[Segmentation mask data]
******************************

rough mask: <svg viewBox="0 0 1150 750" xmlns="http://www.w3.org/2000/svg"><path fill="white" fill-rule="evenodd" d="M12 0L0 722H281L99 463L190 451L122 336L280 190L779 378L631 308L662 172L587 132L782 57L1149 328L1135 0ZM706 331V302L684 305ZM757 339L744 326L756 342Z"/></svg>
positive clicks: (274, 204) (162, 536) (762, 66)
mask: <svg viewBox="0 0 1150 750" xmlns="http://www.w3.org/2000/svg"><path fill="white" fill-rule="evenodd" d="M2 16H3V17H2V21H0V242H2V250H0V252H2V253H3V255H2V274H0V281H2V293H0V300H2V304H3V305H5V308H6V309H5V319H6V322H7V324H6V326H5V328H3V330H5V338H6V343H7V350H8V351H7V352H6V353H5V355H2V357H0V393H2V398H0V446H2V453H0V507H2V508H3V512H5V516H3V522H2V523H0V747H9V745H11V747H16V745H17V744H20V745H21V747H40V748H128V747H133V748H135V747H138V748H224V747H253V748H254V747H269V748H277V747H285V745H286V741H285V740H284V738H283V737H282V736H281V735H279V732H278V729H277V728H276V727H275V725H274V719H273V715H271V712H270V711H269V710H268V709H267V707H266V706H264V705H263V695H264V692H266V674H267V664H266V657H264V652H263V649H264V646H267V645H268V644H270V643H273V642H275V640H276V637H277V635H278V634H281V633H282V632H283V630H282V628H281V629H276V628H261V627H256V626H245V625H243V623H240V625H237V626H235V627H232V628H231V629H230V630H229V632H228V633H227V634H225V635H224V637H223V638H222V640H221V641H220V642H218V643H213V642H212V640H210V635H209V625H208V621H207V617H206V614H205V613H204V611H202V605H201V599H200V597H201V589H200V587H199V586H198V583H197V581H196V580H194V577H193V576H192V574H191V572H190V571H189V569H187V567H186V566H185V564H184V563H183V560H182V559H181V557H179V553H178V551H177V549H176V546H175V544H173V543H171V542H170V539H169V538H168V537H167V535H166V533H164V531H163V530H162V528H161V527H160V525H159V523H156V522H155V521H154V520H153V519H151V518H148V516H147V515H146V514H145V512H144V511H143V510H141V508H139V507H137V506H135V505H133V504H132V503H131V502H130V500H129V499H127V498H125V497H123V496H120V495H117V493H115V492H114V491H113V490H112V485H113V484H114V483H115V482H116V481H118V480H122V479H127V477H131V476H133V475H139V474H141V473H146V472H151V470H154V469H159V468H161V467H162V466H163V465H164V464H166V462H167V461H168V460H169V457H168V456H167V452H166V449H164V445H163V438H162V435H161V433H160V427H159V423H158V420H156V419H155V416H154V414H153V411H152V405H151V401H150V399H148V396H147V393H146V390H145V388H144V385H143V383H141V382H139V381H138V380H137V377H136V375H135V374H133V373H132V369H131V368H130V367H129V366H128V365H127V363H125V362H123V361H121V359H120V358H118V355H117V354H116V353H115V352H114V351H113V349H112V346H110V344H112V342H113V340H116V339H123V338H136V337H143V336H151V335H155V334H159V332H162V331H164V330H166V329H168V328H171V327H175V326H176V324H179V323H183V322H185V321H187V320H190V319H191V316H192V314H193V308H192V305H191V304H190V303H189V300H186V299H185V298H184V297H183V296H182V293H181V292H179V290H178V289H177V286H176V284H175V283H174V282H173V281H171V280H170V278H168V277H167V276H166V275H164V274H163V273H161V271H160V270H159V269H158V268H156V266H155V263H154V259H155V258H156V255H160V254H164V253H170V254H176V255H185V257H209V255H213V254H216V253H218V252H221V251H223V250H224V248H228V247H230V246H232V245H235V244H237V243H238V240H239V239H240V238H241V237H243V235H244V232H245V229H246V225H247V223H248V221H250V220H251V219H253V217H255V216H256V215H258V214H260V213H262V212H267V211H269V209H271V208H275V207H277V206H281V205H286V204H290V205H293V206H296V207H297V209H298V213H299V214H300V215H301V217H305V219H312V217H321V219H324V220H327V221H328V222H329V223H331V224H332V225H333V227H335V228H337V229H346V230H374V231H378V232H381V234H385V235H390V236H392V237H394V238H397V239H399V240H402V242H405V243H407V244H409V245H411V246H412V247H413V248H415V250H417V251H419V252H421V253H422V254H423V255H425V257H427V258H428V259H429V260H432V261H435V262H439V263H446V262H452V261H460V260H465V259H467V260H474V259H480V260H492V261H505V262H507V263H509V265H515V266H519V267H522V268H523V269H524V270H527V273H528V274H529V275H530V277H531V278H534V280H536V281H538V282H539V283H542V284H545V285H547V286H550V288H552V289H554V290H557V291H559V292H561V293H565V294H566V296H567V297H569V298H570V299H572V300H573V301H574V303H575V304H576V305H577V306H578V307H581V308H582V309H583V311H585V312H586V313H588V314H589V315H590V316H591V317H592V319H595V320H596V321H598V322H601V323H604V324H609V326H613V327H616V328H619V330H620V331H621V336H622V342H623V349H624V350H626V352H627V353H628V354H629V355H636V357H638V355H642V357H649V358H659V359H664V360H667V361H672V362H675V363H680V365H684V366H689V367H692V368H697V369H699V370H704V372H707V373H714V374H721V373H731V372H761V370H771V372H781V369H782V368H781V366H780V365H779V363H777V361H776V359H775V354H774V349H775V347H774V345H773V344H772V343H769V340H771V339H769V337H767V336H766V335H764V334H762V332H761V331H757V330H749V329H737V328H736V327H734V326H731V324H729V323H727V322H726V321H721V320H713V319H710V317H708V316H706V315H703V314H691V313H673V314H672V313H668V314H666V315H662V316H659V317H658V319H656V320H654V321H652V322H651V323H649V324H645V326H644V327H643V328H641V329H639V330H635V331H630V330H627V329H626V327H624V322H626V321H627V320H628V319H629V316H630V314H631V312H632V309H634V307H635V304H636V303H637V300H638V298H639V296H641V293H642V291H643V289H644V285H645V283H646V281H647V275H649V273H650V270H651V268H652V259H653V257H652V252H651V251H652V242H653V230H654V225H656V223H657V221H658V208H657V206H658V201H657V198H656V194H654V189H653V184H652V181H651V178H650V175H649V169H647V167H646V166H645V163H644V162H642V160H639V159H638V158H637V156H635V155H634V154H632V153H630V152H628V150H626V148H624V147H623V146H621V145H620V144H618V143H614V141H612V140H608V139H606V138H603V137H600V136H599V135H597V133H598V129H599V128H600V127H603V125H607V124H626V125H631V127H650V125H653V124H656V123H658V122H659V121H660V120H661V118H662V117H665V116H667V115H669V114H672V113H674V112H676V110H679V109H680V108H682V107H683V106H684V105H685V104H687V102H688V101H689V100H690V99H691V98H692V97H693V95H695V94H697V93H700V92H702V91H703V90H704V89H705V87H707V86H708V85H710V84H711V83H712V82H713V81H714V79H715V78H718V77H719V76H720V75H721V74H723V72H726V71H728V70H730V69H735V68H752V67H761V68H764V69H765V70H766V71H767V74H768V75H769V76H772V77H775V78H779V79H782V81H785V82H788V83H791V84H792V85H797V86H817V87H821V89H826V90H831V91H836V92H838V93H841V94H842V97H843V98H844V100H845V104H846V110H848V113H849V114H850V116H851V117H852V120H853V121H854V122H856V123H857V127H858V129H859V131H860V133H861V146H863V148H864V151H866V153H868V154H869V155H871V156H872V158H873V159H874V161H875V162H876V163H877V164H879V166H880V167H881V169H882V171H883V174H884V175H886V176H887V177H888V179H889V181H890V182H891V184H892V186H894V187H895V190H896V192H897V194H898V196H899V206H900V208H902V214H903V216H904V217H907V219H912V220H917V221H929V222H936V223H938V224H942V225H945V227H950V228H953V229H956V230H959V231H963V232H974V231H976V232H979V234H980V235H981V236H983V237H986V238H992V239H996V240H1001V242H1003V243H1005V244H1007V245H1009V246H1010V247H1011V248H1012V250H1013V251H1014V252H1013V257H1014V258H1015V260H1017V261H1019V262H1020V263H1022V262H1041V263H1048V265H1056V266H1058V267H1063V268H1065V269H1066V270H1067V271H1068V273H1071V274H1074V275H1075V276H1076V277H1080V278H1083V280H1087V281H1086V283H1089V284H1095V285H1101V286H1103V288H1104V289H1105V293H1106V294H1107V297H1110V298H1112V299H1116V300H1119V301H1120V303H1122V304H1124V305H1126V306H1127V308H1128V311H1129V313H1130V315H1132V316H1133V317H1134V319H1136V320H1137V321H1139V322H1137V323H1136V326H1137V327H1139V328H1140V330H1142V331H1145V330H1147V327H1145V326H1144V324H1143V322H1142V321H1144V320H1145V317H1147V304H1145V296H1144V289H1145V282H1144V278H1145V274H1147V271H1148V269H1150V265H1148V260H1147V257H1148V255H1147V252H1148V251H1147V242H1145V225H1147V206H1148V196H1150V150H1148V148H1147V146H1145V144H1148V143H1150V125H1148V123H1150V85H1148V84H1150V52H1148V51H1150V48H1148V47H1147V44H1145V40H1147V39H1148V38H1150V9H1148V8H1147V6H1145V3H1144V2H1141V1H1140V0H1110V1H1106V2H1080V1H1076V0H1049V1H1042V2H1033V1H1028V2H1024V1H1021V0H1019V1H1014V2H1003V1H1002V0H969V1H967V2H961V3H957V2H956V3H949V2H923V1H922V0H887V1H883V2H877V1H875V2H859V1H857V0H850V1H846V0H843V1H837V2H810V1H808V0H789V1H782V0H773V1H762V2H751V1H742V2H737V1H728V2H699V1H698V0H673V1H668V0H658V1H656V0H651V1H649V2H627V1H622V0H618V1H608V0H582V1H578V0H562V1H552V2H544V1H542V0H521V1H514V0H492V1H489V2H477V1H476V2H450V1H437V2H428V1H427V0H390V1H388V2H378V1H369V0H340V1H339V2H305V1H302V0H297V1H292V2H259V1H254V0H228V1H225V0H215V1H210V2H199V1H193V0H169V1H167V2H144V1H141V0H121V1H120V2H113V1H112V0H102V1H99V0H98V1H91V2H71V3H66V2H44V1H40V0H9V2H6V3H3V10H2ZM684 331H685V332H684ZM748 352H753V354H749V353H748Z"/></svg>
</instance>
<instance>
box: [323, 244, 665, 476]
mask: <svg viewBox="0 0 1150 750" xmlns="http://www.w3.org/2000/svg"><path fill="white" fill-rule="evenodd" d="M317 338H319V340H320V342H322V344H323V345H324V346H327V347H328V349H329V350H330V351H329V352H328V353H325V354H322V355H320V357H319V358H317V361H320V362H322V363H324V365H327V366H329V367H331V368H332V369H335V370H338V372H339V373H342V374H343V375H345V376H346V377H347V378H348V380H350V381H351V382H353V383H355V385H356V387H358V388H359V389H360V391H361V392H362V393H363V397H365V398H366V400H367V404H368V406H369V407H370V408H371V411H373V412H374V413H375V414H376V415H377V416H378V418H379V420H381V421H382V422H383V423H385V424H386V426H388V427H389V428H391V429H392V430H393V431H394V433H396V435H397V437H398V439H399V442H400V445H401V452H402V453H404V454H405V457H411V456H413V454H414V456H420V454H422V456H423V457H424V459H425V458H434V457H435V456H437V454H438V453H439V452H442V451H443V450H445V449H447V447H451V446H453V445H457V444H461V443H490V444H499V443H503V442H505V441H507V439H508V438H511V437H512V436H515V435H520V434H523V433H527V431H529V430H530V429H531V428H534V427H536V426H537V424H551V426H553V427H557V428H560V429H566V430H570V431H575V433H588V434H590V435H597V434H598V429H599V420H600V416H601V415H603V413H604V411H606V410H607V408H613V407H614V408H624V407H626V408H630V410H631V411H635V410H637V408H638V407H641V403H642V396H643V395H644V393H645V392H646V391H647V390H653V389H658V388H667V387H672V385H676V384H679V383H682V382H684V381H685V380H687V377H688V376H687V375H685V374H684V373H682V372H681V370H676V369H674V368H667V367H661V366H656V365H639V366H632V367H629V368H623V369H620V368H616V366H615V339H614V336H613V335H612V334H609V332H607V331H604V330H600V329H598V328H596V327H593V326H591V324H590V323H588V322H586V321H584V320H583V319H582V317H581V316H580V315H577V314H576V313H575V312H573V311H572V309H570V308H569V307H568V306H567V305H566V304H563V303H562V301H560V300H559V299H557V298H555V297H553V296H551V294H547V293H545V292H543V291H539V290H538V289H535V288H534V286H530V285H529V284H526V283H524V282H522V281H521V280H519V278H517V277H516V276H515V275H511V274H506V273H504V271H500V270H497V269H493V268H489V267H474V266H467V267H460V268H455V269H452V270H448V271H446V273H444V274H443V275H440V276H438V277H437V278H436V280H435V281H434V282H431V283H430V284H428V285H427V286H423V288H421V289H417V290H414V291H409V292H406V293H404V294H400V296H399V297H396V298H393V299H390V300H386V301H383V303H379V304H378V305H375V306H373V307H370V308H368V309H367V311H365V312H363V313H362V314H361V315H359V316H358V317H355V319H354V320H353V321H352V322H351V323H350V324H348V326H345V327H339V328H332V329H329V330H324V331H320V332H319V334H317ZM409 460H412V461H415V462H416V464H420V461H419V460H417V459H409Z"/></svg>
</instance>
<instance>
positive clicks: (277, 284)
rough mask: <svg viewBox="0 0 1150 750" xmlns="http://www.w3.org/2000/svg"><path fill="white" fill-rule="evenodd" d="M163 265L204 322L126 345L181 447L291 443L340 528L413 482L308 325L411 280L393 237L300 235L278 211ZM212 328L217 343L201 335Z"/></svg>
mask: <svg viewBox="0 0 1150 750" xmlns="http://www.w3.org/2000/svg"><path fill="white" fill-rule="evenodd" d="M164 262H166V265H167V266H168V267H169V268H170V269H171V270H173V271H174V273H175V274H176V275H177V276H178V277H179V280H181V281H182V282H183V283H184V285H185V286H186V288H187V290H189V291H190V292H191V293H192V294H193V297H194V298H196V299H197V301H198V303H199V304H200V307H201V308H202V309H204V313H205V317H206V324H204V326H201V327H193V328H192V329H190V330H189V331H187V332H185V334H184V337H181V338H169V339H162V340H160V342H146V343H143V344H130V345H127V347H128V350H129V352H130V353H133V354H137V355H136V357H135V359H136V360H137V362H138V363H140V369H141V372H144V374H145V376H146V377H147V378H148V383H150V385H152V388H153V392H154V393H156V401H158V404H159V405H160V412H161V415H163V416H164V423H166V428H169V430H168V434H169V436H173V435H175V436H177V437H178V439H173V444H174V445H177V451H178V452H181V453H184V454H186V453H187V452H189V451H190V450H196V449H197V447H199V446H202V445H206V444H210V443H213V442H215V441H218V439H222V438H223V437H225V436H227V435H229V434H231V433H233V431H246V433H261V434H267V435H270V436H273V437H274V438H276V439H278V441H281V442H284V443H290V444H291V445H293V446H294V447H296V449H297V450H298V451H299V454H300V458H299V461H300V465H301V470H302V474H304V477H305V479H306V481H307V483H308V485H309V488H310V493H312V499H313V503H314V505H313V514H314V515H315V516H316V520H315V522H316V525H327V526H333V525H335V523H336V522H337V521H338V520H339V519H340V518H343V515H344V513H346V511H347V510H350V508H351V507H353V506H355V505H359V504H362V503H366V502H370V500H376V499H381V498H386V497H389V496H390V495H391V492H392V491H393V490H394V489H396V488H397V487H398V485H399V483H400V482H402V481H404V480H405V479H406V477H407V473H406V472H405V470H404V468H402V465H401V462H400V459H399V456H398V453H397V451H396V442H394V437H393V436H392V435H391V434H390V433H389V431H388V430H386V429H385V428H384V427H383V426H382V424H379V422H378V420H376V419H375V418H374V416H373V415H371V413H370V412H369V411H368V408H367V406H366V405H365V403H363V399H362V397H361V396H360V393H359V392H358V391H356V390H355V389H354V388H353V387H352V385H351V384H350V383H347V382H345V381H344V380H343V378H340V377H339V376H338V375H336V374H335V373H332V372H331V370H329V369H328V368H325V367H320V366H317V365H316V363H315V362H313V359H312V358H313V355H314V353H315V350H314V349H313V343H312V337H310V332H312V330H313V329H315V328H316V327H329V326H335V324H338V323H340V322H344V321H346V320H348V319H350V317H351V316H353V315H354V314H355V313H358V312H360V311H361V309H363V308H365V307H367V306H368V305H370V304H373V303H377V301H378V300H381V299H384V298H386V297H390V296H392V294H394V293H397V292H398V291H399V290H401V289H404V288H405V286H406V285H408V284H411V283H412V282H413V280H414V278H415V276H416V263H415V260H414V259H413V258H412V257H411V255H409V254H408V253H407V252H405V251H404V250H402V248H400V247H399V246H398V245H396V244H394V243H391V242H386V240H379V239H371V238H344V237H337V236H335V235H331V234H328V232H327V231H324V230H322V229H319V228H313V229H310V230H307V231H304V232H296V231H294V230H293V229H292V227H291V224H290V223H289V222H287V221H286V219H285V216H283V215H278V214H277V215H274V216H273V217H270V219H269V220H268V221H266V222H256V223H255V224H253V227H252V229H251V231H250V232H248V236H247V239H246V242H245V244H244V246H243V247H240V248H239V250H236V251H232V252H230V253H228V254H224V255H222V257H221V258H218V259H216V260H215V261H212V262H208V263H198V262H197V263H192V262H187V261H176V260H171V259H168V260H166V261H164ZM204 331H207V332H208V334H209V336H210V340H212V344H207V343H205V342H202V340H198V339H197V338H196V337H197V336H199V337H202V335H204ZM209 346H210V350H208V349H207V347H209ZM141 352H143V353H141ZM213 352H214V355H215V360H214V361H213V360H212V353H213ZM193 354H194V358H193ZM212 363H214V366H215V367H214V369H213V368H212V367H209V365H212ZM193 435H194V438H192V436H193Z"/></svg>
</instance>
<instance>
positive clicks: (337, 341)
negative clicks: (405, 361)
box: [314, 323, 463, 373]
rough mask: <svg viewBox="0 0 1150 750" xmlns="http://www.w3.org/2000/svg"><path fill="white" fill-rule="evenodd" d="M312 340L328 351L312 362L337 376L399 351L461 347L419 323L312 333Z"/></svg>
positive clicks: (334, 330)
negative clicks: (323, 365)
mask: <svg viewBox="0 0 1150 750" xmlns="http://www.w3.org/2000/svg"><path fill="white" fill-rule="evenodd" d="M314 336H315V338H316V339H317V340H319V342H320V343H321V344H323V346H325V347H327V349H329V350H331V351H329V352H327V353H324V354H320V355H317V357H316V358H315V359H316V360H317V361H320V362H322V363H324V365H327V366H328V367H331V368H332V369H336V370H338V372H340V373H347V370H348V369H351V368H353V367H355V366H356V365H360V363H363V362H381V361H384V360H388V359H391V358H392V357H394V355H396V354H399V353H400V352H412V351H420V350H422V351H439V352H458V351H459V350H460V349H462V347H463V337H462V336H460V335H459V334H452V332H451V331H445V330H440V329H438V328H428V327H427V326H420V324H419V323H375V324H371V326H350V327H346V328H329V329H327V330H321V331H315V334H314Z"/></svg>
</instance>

******************************

**DESCRIPTION OF THE TASK**
Up to and including the last line of the data, copy each line exactly, starting with the line that contains "positive clicks: (337, 341)".

**OUTPUT OF THE EXERCISE**
positive clicks: (337, 341)
negative clicks: (405, 361)
box: [314, 323, 463, 373]
rough mask: <svg viewBox="0 0 1150 750" xmlns="http://www.w3.org/2000/svg"><path fill="white" fill-rule="evenodd" d="M312 340L328 351L312 362L337 376L399 351L461 347L419 323L312 333Z"/></svg>
positive clicks: (334, 330)
negative clicks: (323, 365)
mask: <svg viewBox="0 0 1150 750" xmlns="http://www.w3.org/2000/svg"><path fill="white" fill-rule="evenodd" d="M314 336H315V338H316V339H317V340H319V342H320V343H321V344H323V346H325V347H327V349H329V350H331V351H329V352H327V353H324V354H320V355H317V357H316V358H315V359H316V360H317V361H320V362H322V363H324V365H327V366H328V367H331V368H332V369H336V370H338V372H340V373H347V370H348V369H351V368H353V367H355V366H356V365H360V363H363V362H381V361H384V360H388V359H391V358H392V357H394V355H396V354H399V353H400V352H412V351H420V350H422V351H439V352H458V351H459V350H460V349H462V347H463V337H462V336H460V335H459V334H452V332H451V331H445V330H440V329H438V328H428V327H427V326H420V324H419V323H375V324H371V326H350V327H346V328H329V329H327V330H321V331H315V334H314Z"/></svg>
</instance>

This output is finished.